Data rows

☆ ☆ ☆ ☆ ☆

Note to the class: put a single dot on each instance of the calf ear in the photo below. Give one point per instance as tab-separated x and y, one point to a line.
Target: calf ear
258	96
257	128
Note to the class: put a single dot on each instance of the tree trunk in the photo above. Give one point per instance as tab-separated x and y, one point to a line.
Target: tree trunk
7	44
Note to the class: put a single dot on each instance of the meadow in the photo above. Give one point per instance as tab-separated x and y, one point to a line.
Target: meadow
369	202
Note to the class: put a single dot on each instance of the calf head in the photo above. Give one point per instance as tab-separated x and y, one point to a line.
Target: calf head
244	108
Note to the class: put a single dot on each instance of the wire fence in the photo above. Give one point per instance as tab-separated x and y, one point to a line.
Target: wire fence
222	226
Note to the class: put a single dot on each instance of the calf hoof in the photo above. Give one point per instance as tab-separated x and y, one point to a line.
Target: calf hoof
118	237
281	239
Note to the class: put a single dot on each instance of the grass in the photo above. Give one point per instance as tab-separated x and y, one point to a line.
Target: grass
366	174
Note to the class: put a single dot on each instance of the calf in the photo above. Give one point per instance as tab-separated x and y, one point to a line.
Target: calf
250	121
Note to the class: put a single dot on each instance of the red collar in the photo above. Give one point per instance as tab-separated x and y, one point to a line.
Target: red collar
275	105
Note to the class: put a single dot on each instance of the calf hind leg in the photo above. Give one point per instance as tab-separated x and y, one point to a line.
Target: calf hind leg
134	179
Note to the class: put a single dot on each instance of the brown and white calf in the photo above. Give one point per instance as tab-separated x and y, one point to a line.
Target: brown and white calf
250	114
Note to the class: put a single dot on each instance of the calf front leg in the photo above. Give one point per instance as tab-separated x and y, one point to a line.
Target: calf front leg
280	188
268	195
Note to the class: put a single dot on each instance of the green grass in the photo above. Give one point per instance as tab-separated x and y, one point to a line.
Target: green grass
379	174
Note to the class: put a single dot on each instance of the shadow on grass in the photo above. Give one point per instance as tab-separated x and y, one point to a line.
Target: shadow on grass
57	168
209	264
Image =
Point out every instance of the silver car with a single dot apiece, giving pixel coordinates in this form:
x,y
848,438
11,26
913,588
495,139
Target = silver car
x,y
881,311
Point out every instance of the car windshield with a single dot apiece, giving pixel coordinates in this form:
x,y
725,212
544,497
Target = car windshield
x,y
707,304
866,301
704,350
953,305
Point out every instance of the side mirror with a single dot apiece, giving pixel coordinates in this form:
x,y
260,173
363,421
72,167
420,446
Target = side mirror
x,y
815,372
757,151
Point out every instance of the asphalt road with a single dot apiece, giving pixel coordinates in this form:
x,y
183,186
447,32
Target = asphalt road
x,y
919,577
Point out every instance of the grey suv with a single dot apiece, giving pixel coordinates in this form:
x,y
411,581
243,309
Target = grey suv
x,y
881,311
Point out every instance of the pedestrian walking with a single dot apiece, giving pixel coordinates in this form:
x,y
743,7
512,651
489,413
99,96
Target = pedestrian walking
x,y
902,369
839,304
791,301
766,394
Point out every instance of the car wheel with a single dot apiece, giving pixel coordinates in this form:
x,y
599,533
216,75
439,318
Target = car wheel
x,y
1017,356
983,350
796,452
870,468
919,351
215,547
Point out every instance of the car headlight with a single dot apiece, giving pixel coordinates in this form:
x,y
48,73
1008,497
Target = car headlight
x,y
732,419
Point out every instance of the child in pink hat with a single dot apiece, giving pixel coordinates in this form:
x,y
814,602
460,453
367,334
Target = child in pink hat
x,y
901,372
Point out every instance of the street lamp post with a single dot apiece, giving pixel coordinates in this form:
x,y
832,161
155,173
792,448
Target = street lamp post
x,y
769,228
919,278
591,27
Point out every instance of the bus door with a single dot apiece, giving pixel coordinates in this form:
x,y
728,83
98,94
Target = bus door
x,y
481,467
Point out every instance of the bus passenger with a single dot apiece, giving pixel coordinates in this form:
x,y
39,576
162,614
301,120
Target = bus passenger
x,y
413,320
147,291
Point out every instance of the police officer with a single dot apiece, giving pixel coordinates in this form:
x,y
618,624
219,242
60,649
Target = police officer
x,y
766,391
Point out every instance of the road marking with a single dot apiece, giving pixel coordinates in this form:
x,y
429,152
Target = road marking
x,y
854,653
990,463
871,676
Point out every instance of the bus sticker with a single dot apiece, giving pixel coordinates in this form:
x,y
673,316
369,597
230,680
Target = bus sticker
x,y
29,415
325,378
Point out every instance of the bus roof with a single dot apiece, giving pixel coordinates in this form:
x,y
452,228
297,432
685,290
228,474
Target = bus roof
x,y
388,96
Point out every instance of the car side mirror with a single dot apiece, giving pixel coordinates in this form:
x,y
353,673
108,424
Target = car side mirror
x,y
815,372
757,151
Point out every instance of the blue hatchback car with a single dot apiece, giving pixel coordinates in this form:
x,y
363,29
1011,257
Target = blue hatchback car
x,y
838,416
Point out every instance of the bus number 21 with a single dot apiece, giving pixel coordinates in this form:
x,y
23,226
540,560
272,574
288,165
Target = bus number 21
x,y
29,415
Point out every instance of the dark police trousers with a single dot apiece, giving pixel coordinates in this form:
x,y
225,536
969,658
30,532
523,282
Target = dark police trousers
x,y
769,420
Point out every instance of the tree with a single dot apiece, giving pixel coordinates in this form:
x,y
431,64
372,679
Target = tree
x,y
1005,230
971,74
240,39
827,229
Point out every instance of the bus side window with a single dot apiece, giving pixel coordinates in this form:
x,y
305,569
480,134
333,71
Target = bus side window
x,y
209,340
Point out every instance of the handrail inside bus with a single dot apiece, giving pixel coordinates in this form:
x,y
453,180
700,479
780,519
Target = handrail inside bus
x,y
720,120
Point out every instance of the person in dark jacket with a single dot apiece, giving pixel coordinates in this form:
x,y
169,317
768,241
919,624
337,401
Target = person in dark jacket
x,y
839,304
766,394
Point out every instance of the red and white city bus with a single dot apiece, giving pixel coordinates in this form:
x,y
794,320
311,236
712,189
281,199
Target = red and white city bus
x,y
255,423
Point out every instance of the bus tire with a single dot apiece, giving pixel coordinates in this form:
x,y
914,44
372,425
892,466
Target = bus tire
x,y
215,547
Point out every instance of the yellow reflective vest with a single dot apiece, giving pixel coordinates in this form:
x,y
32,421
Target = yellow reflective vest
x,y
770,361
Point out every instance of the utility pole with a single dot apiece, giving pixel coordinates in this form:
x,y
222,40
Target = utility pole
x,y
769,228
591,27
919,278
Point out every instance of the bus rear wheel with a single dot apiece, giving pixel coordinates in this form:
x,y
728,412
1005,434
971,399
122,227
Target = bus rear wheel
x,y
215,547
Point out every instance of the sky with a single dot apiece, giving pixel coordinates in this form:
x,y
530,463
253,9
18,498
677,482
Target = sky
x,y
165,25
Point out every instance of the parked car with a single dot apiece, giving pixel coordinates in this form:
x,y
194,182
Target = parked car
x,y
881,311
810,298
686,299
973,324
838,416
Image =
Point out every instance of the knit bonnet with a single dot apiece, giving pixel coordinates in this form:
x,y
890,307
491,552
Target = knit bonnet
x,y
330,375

☆ ☆ ☆ ☆ ☆

Stated task
Repeat every line of the data, exactly and in full.

Output for this task
Note to the class: put a single dot on each instance of the calf ear in the photo below. Give one point per instance as tab-separated x and y, one point to a line.
Target: calf ear
258	96
257	128
Note to the class: put a single dot on each instance of the tree trunk in the photo above. Give one point per instance as tab-separated x and y, one point to a line.
Target: tree trunk
7	44
Note to the class: put a single dot on each instance of the meadow in the photo above. Give one point per instance as tab-separated x and y, one point to a line.
Target: meadow
369	202
Note to the class: put a single dot on each instance of the calf head in the photo above. Give one point per instance as tab-separated x and y, one point to a line.
Target: calf head
244	108
Note to the class: put a single dot on each instance of the wire fence in the photo above. Give one point per instance as tab-separated x and y, one point to a line.
Target: wire fence
222	226
Note to the class: put a single dot on each instance of the calf hoof in the photo above. Give one point per instance as tab-separated x and y, one point to a line.
Target: calf hoof
118	237
281	239
Note to the class: put a single dot on each instance of the grass in the photo above. Give one point per instance as tab-separated x and y, one point to a line.
Target: grass
366	174
Note to the class: put a single dot on each instance of the calf in the photo above. Give one point per instance as tab-separated x and y, one point to a line.
Target: calf
250	121
Note to the class: put a single dot on each instance of the red collar in the photo above. Give one point per instance as tab-separated x and y, one point to a line.
Target: red collar
275	105
Note to the class: put a single dot on each instance of the calf hind leg in the photo above. Give one point per instance as tab-separated x and y, one point to a line.
Target: calf hind leg
134	179
Note to the class: put a single dot on each instance of the brown and white calf in the photo above. Give one point per instance as tab-separated x and y, one point to a line.
Target: brown and white calf
250	114
Note to the class: put a single dot on each instance of the calf front leg in the photo above. Give one point per instance as tab-separated x and y, one point to a line.
Target: calf front leg
280	188
268	195
Note to the class: put a single dot on each instance of the green grass in the photo above. Give one point per instance as tab-separated x and y, one point to a line.
Target: green grass
379	174
Note to the class: put a single dot on each instance of the shadow on grass in the photo above. Give one point per instance as tab-separated x and y, one point to a line.
Target: shadow on grass
57	168
209	264
Image =
Point out every instance of the silver car with a single dot apiece, giving pixel coordinates in this form:
x,y
848,438
11,26
913,588
495,139
Target = silver car
x,y
881,311
Point out every instance of the car windshield with a single dot apiece, giving pixel coordinates in this form:
x,y
725,212
544,497
Target = car windshield
x,y
707,304
866,301
704,350
953,305
Point out every instance of the side mirror with a single dot apiece, giving pixel coordinates in this form:
x,y
260,173
363,421
72,167
420,446
Target = side mirror
x,y
815,372
757,151
Point out every instance of the asphalt road with a single dot apiece, giving pixel coordinates in this form:
x,y
183,186
447,32
Target = asphalt road
x,y
919,577
Point out every instance of the grey suv with a single dot apiece, giving pixel coordinates in this form:
x,y
411,581
243,309
Target = grey suv
x,y
881,311
Point out every instance of the pedestrian walking with a single dot apiece, giving pixel coordinates in this form:
x,y
743,7
512,651
489,413
99,96
Target = pedestrian walking
x,y
902,369
839,304
791,301
766,394
Point out every instance of the car wheel with a single dot apiece, giving pixel coordinates in this form:
x,y
599,533
216,75
439,318
Target = car wheel
x,y
1017,356
983,350
796,452
870,468
919,351
215,547
Point out every instance of the car headlight with a single dot apiece, giving pixel coordinates in this form:
x,y
48,73
1008,497
Target = car headlight
x,y
732,419
Point out every instance of the child in pink hat with a single dot apiece, giving pixel coordinates in this form:
x,y
814,602
460,453
367,334
Target = child in pink hat
x,y
901,372
Point out every instance of the street lamp post with a single dot apiece, giving pixel coordinates in this form:
x,y
832,161
155,173
792,448
Target = street lamp post
x,y
769,228
919,278
591,27
Point out every instance of the bus door with a single dot apiece, giving pixel coordinates in this form:
x,y
728,83
98,94
Target = bus door
x,y
481,467
Point out every instance of the bus passenger with a single dot apiece, giving pixel coordinates in this form:
x,y
39,576
162,614
301,120
Target = bus passenger
x,y
413,320
147,291
Point out every instance of the police officer with a single dot apiece, giving pixel coordinates in this form:
x,y
618,624
219,242
60,649
Target = police officer
x,y
766,391
Point out every instance of the road marking with a single dot apiece, giving pixel coordinates in this form:
x,y
429,152
Target = road marking
x,y
854,653
990,463
871,676
Point out every instance of the bus sticker with a single dot apiece, giving pixel coordinates in this form:
x,y
673,316
369,597
230,680
Target = bus sticker
x,y
29,415
325,378
Point out every instance of the bus roof with a single dot apiece, giving pixel coordinates in this form:
x,y
452,228
297,432
685,290
228,474
Target = bus roof
x,y
388,96
Point out every instance of the car side mirror with a single dot apiece, giving pixel coordinates in this form:
x,y
353,673
108,424
Target = car side mirror
x,y
815,372
757,151
Point out every instance of the blue hatchback car with a single dot apiece, giving pixel coordinates in this form:
x,y
363,29
1011,257
Target = blue hatchback car
x,y
838,416
Point out every instance of the bus number 21 with a single dot apiece, giving pixel coordinates in this form:
x,y
23,226
540,560
272,574
288,165
Target = bus number 21
x,y
29,415
Point out every instance of the dark police trousers with a single dot apiece, giving pixel coordinates in this form:
x,y
225,536
969,658
30,532
523,282
Target = dark police trousers
x,y
769,420
Point out every instance of the tree with a single dot apiece, giving pixel coordinates in this form:
x,y
431,64
372,679
Target = tree
x,y
1005,230
971,74
240,39
827,229
Point out every instance of the bus side window with a single dot apiece, giving pixel coordinates in this form:
x,y
305,569
480,134
333,71
Target = bus side window
x,y
209,340
Point out every instance of the handrail inside bus with a single dot apiece, giving pixel coordinates in this form:
x,y
453,180
700,479
780,519
Target = handrail inside bus
x,y
720,120
Point out every instance of the person in dark jacket with a single dot apiece, giving pixel coordinates in this form:
x,y
169,317
768,241
919,624
337,401
Target = person in dark jacket
x,y
839,304
766,394
Point out every instance of the red and white city bus with a single dot apiece, giving pixel coordinates in this form:
x,y
794,320
311,236
712,189
281,199
Target = red and white city bus
x,y
255,423
Point out every instance of the bus tire with a single dot apiece, giving pixel coordinates in this form:
x,y
914,44
372,425
892,466
Target = bus tire
x,y
215,547
Point out every instance of the yellow reflective vest with a single dot apiece, giving pixel coordinates in this form:
x,y
32,421
Target = yellow reflective vest
x,y
770,361
Point out every instance of the utility pole with a single dot apiece, giving pixel coordinates in this form:
x,y
222,40
Target = utility pole
x,y
769,228
591,27
919,278
Point out every instance of the bus rear wheel with a single dot apiece, giving pixel coordinates in this form:
x,y
728,412
1005,434
971,399
122,227
Target = bus rear wheel
x,y
215,547
Point out every instance of the sky with a single dot apiece, giving pixel coordinates in this form:
x,y
530,463
253,9
18,498
677,482
Target = sky
x,y
165,25
Point out every instance of the parked car with a single dot apiece, giving pixel coordinates in this form:
x,y
194,182
Target = parked car
x,y
881,311
810,298
686,299
973,324
838,416
Image =
Point out every instance of the knit bonnet with a single dot apiece, giving pixel coordinates in this form:
x,y
890,307
491,552
Target = knit bonnet
x,y
330,375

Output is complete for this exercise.